### The exercise
Substitute "must mark" for "shall indicate" in the lines starting at the one containing "of the steeple" and ending at the last line, and leave everything else unchanged. Write out only those lines, without the pictures.

### Supplied records

┏━━

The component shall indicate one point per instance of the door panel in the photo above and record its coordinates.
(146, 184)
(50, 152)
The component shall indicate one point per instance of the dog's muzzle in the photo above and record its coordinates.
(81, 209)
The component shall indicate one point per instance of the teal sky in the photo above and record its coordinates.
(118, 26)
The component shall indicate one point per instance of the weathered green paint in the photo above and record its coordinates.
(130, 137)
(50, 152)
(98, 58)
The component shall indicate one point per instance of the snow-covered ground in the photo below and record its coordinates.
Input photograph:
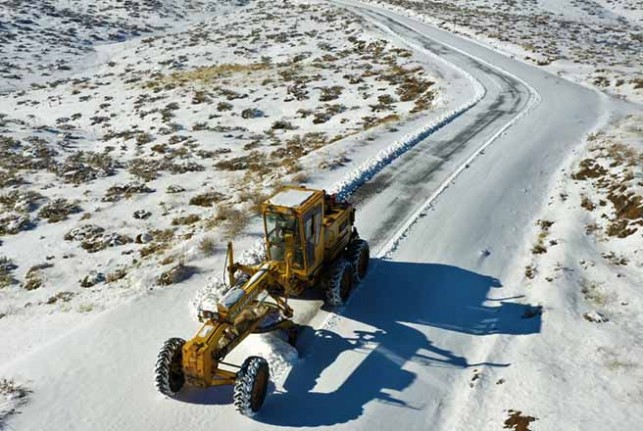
(445, 331)
(584, 270)
(595, 43)
(131, 173)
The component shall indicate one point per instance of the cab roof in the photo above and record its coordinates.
(291, 198)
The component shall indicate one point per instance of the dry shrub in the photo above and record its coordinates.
(207, 199)
(186, 220)
(233, 219)
(208, 245)
(176, 274)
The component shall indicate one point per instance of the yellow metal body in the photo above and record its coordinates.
(305, 230)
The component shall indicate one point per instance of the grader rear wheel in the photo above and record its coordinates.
(169, 368)
(340, 283)
(251, 385)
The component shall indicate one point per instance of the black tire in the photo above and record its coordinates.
(251, 385)
(169, 367)
(339, 283)
(358, 254)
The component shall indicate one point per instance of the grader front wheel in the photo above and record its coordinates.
(340, 283)
(169, 368)
(251, 385)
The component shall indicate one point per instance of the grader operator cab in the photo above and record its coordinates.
(311, 241)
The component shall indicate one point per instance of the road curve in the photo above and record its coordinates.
(401, 354)
(407, 349)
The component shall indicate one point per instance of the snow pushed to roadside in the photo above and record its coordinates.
(208, 297)
(368, 169)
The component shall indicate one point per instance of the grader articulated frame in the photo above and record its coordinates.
(310, 241)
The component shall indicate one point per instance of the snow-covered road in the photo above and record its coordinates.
(404, 352)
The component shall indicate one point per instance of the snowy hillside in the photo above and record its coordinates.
(136, 137)
(597, 43)
(502, 202)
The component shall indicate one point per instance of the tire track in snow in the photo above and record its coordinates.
(357, 176)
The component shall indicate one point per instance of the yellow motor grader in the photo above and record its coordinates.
(311, 241)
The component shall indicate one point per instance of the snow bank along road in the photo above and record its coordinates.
(403, 352)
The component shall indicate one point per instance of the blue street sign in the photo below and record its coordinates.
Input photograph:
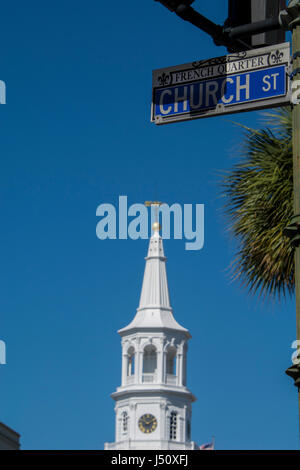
(242, 82)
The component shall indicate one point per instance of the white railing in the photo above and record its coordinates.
(149, 377)
(130, 379)
(171, 379)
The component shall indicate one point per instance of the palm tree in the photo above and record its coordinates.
(258, 195)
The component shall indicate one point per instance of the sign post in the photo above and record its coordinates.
(239, 82)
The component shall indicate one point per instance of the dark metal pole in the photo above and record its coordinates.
(296, 170)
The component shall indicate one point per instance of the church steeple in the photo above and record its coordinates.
(153, 403)
(155, 292)
(154, 309)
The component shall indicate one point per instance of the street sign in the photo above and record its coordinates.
(239, 82)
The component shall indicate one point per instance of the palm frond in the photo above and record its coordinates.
(258, 195)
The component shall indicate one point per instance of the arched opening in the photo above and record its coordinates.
(173, 425)
(124, 422)
(149, 359)
(130, 363)
(171, 361)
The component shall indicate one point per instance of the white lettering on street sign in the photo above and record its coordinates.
(244, 81)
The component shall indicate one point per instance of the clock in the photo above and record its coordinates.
(147, 423)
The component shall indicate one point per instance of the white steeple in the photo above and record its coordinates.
(154, 308)
(153, 404)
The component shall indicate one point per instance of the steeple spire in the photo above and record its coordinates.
(155, 292)
(154, 309)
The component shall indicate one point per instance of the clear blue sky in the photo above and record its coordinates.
(75, 133)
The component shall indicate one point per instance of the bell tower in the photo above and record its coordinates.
(153, 404)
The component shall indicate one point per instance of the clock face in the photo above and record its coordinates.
(147, 423)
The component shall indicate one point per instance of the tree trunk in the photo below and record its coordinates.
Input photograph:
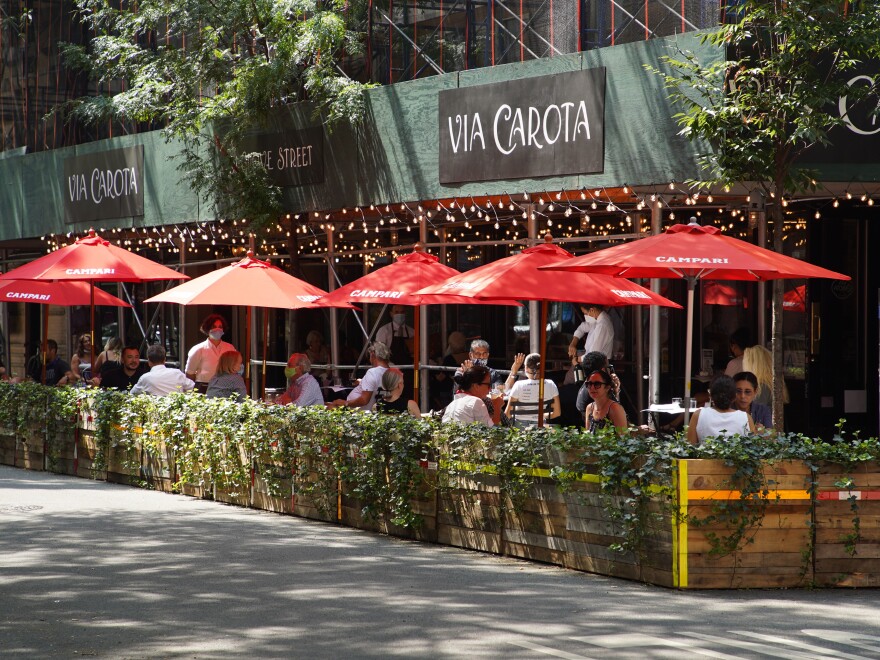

┗━━

### Written reply
The component must mark one point per instance of the steeple spire in the photo above and record its coordinates.
(155, 292)
(154, 309)
The component must mark one point per instance of the clear blue sky in the photo above and record its coordinates.
(75, 133)
The component must mark one point per instance of the bell tower in the photo above and record its coordinates.
(153, 404)
The component must mark one point per instance of the clock face in the photo above and record its coordinates.
(147, 423)
The component must mark one point per instance of the tree trunk in the photo below and record its coordinates.
Input photograph:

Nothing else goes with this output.